(Point annotation data)
------------------------

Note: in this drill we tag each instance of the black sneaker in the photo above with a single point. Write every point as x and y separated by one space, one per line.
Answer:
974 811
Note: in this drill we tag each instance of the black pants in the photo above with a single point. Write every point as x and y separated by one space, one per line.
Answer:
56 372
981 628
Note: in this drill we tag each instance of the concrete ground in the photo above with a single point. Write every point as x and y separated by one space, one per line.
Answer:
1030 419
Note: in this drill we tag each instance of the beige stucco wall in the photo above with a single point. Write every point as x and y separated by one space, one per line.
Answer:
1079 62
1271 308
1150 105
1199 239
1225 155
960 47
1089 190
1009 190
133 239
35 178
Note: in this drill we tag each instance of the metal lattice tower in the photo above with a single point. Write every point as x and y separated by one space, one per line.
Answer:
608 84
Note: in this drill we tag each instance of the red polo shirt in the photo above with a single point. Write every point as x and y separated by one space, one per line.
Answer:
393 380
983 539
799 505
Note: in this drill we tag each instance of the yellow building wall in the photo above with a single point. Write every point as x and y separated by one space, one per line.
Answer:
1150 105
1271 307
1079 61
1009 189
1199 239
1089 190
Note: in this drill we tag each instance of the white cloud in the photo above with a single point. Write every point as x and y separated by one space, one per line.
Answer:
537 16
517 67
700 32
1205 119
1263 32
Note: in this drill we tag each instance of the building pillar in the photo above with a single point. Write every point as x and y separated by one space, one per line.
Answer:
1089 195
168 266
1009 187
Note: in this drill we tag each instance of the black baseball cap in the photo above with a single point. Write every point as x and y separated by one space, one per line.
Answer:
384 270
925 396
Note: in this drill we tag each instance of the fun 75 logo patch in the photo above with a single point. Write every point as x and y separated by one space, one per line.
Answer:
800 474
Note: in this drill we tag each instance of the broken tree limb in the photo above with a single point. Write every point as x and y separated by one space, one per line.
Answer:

------------------------

__STATED GOAL__:
Render every line of the items above as a JSON list of strings, one string per line, with blank lines left out.

__CORRECT RESPONSE__:
[
  "Note: in this drill we tag each instance of the black sneaker in the photo above with a single point. Write every point as x and y separated by one space, one per line.",
  "Answer:",
  "974 811",
  "Note: in this drill we tag each instance of the black pants in the photo above with a single point. Write every point as x and y separated by one space, one per line.",
  "Answer:",
  "56 372",
  "981 628",
  "Note: in this drill we tag each instance of the concrete ground in the photo above with a single point. Write every point as x and y separated by one space, one per line.",
  "Answer:",
  "1030 419",
  "Note: in this drill we tag each instance of the beige stucco wall in the photo above with a single point. Write every point as x and y separated by one space, one per line.",
  "Answer:",
  "1079 62",
  "1271 308",
  "1150 105",
  "1199 239",
  "1225 155",
  "960 47",
  "1089 190",
  "1009 190",
  "133 239",
  "35 178",
  "Note: in this drill we tag each instance of the metal lattice tower in the photo above with a single point. Write every point as x and y separated by one space, one per line.",
  "Answer:",
  "608 84",
  "Note: in this drill we tag each instance of the red polo shirt in the photo above with a single point. Write every point as x and y separated by one space, one per line.",
  "Answer:",
  "393 380",
  "983 539",
  "799 505",
  "Note: in this drill we tag each instance of the yellow building wall in the photo above with a single point. Write every point as x and y separated by one space, one per line.",
  "Answer:",
  "1150 105",
  "1271 307",
  "1079 61",
  "1009 189",
  "1199 239",
  "1089 190",
  "Note: in this drill we tag each instance of the white cloud in the photo above with a single point. Write every point as x and y separated by one space, one per line.",
  "Answer:",
  "537 16",
  "517 67",
  "700 32",
  "1205 119",
  "1263 32",
  "Note: in this drill we tag each instance of the building pillar in the photo above with a single point. Write every point as x and y separated by one space, one per line.",
  "Answer:",
  "1089 195",
  "168 266",
  "1009 187",
  "Note: in this drill we tag each instance of the black baseball cap in the photo above with a single point. Write every point as x and y separated by one space, one per line.",
  "Answer:",
  "384 270",
  "925 396",
  "Note: in this drill we tag each instance of the fun 75 logo patch in the photo above with a single point. Write every point as x and y separated by one space, one per line.",
  "Answer:",
  "800 474",
  "Note: in this drill we tag each instance of the broken tree limb in the photo above with a single point. Write every point as x and y separated by one space, one per line.",
  "Answer:"
]